What is required:
Provide an exact copy of the data, excluding the images.

+-------+

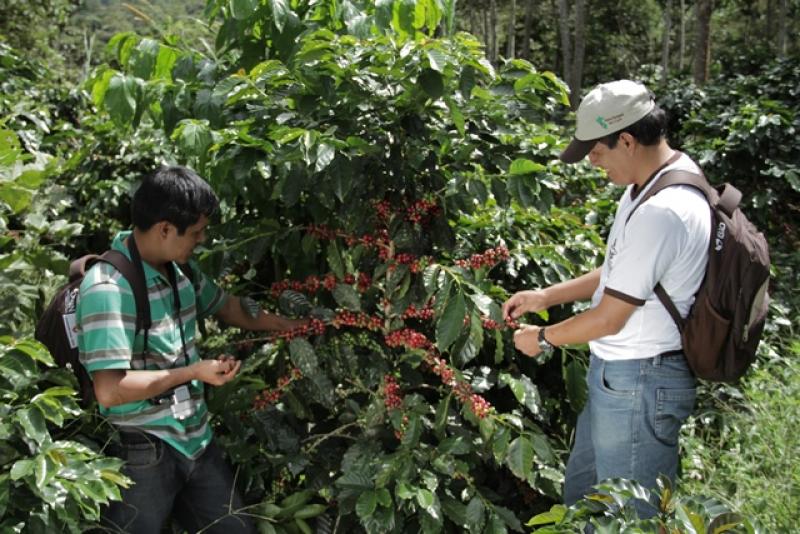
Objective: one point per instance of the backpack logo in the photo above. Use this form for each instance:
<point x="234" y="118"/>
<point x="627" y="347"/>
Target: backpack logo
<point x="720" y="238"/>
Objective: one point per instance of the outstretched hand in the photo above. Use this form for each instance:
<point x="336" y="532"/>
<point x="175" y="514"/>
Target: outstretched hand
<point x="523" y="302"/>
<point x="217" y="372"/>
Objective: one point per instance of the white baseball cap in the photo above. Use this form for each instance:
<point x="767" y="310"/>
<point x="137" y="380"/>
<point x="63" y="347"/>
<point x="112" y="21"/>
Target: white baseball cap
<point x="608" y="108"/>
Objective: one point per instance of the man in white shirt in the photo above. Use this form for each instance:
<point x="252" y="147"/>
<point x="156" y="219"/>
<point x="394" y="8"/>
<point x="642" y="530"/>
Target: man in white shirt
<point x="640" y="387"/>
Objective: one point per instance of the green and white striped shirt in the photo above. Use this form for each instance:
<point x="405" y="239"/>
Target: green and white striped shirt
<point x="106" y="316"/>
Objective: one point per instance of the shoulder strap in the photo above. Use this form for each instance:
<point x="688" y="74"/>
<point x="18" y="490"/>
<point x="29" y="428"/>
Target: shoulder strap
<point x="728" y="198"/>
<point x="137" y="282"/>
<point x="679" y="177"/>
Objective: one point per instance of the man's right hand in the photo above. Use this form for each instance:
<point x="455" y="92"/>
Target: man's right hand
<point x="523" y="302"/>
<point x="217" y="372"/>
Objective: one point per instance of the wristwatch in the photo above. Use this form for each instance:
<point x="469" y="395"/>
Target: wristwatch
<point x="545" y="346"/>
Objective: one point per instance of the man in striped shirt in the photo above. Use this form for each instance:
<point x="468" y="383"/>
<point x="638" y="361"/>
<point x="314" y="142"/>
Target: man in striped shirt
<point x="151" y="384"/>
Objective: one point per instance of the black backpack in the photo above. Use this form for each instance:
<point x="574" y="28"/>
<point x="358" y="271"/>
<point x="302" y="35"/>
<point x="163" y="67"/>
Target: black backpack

+-------+

Result:
Objective: one point per instance of the backpack logo in the photo above. Use this form for each instance:
<point x="234" y="118"/>
<point x="627" y="347"/>
Target: backpack logo
<point x="720" y="238"/>
Objective: one point per instance of the outstretched hand in the photo above. Use this form for each instance:
<point x="336" y="532"/>
<point x="175" y="514"/>
Target: outstretched hand
<point x="523" y="302"/>
<point x="217" y="372"/>
Objective: one point per instance of the white baseball cap in the photo above. Use this form for each instance:
<point x="767" y="310"/>
<point x="137" y="380"/>
<point x="63" y="347"/>
<point x="112" y="21"/>
Target: white baseball cap
<point x="608" y="108"/>
Objective: one point per instance of the man in white shirt in the photo above. Use this form for each instance:
<point x="252" y="147"/>
<point x="156" y="219"/>
<point x="394" y="8"/>
<point x="642" y="530"/>
Target: man in white shirt
<point x="640" y="387"/>
Objective: one point per instance of the green and white striped shirt in the photo above. Use this form for each instance:
<point x="405" y="239"/>
Target: green and white striped shirt
<point x="106" y="316"/>
Objective: one point per instance of the shoulder strap in the photo above. Use this form for each instance:
<point x="688" y="74"/>
<point x="18" y="490"/>
<point x="29" y="428"/>
Target: shoulder strap
<point x="728" y="198"/>
<point x="137" y="282"/>
<point x="679" y="177"/>
Objective: one point per instance of the man's right hand in the photo above. Use this form for each instance:
<point x="455" y="92"/>
Target: man's right hand
<point x="523" y="302"/>
<point x="217" y="372"/>
Objective: one point per instance of the wristwatch in the photo above. Use this form for each instance:
<point x="469" y="395"/>
Target: wristwatch
<point x="545" y="346"/>
Objective: one point per instance of the man in striped shirt in the photo above. Use this form for each instance:
<point x="468" y="383"/>
<point x="638" y="361"/>
<point x="314" y="142"/>
Target: man in striped shirt
<point x="151" y="384"/>
Objective: one point per instance of the black backpack in the photo above. Use this form for each instance:
<point x="574" y="28"/>
<point x="358" y="271"/>
<point x="302" y="35"/>
<point x="163" y="67"/>
Target: black backpack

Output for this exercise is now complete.